**BRANO DA LEGGERE**
================

C’è stato un momento in cui la famiglia come luogo di costrizione primario veniva messo in discussione: Roland Barthes insieme a quella dell’autore letterario invocava la morte del padre, Pier Paolo Pasolini insisteva su come l’importanza della famiglia fosse funzionale alla società dei consumi. Non è più quel tempo: la famiglia è prepotentemente protagonista delle narrazioni contemporanee.
Nel romanzo d’esordio di Nicoletta Verna, Il valore affettivo (pp. 294, euro 18) edito da Einaudi Stile Libero, che ha ottenuto una menzione speciale al premio Calvino 2020, la famiglia è tutto ed è l’abisso di Nietzsche.

================

**COMPITO 1**
Quali persone sono nominate nel brano sulla famiglia nelle narrazioni contemporanee? Elencale tutte.
**COMPITO 2**
Riprendi il brano sulla famiglia nelle narrazioni contemporanee dal punto in cui si interrompe e proseguilo con qualche frase.

**Dati per il grounding di oggetti in linguaggio naturale**

================

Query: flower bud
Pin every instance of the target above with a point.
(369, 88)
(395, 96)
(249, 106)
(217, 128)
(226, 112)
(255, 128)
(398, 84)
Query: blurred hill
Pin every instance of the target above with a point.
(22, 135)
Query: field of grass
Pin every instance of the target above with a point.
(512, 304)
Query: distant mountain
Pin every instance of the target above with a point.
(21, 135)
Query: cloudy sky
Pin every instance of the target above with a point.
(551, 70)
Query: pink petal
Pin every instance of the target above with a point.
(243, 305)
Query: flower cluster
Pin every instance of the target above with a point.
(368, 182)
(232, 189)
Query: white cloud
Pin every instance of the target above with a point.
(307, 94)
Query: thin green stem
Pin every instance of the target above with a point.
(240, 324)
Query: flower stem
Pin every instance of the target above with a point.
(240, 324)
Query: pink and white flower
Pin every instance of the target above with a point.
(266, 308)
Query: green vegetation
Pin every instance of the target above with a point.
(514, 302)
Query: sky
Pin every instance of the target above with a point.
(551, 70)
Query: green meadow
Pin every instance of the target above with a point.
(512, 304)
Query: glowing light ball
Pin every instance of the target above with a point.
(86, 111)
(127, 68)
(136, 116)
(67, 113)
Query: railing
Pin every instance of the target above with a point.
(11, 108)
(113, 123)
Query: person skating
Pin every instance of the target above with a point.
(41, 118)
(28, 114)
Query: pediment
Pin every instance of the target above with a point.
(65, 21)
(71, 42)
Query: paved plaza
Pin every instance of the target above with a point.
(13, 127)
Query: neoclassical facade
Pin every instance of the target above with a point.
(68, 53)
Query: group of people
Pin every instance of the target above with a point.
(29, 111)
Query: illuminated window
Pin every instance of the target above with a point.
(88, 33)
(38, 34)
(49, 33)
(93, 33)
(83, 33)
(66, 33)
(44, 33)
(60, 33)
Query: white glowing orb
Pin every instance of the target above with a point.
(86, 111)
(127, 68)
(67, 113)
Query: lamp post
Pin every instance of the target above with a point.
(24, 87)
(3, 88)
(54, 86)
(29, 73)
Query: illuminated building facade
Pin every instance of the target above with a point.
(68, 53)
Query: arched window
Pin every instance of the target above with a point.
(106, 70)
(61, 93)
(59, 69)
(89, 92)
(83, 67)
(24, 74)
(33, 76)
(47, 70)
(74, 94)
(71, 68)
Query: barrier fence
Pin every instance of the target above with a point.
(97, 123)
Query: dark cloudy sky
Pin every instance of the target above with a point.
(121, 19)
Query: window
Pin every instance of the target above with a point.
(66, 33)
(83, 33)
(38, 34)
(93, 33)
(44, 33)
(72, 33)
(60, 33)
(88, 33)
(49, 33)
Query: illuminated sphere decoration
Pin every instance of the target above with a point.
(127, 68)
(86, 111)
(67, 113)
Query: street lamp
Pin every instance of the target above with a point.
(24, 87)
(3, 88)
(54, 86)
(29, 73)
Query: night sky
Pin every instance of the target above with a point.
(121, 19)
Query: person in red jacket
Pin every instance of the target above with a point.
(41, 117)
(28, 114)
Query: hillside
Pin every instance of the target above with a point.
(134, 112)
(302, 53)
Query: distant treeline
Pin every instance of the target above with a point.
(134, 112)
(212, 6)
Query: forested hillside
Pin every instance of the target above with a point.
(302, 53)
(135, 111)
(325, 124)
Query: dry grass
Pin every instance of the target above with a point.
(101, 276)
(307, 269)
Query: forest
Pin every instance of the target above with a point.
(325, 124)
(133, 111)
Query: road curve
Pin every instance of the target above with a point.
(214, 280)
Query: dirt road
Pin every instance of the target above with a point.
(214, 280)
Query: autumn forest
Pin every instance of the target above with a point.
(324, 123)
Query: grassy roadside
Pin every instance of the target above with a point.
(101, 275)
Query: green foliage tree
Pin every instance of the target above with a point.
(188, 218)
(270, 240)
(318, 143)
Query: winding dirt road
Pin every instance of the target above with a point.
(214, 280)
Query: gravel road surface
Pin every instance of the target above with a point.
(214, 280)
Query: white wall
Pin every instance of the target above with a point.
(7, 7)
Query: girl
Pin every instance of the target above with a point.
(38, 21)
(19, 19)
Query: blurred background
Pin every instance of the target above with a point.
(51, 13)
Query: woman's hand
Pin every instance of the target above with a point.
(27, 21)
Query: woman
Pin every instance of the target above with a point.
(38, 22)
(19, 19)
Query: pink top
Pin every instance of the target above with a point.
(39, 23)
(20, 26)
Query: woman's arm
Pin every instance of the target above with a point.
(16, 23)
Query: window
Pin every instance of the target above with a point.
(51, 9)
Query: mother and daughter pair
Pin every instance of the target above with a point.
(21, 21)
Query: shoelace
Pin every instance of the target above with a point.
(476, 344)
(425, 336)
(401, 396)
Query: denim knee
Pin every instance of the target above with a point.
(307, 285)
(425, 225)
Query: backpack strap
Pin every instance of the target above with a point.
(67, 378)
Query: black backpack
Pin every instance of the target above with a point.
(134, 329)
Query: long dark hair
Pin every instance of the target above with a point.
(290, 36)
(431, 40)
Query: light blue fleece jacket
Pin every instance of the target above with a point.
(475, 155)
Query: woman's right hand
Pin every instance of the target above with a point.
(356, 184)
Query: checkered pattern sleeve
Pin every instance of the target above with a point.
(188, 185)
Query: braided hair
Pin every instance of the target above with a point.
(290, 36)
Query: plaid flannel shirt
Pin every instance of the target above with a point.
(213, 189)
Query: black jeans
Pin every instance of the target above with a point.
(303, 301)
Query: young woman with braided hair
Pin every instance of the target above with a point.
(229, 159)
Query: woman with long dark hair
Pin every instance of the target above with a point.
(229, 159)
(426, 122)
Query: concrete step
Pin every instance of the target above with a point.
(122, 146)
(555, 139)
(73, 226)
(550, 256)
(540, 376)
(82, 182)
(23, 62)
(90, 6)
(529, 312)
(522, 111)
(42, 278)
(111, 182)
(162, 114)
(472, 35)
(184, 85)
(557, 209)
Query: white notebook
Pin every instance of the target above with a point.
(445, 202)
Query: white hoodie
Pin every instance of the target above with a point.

================

**RISPOSTA 1**
- Roland Barthes
- Pier Paolo Pasolini
- Nicoletta Verna
- Nietzsche

**RISPOSTA 2**
Bianca, voce narrante, è una donna sulla soglia dei quarant’anni che vive la propria esistenza incastrata alla morte della sorella Stella, avvenuta quando lei aveva circa 8 anni. L’evento di cui Bianca si sente responsabile ha in effetti distrutto la sua famiglia d’origine, precipitando la madre in una depressione gravissima e spingendo il padre ad andarsene, dopo anni di disperazione. Entrambi i genitori, dopo la morte della primogenita, incarnazione della perfezione non solo dal punto di vista fisico, ma anche morale (Stella era bellissima, buona, sorridente, intraprendente), si dimenticano di avere un’altra figlia. Bianca cresce in una casa che non viene più pulita, vivendo una vita di cui non si interessa più nessuno e quindi neanche lei stessa.

COME STELLA, anche lei è benedetta da molte qualità: la bellezza, prima di tutto, la capacità di studiare e imparare cose complesse con estrema facilità, la determinazione. Le manca però ciò che più caratterizzava la sorella, vale a dire la gioia. La morte di Stella le ha precluso per sempre la possibilità di sperimentarla, perché Bianca dopo l’incidente ha smesso di provare emozioni o desiderio.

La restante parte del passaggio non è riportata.